* [Task details]:
Count the lines in the items below that contain the word "hand", with case mattering, and give only the number.

* [Records to use]:

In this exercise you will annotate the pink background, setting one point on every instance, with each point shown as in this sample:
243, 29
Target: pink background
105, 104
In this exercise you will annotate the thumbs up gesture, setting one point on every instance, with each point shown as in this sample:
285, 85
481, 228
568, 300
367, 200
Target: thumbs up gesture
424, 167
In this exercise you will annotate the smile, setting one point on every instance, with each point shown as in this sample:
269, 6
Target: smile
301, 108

==

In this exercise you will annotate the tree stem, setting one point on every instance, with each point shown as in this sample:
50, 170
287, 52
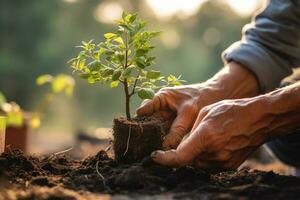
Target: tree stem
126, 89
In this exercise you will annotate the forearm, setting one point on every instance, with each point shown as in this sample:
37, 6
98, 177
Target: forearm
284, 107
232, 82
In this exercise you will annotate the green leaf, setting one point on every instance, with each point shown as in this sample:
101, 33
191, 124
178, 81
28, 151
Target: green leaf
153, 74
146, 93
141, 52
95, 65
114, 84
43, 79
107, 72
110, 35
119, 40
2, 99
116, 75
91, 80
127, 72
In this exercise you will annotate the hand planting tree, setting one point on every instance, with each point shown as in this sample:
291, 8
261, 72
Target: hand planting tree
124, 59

* [Answer to this problem]:
2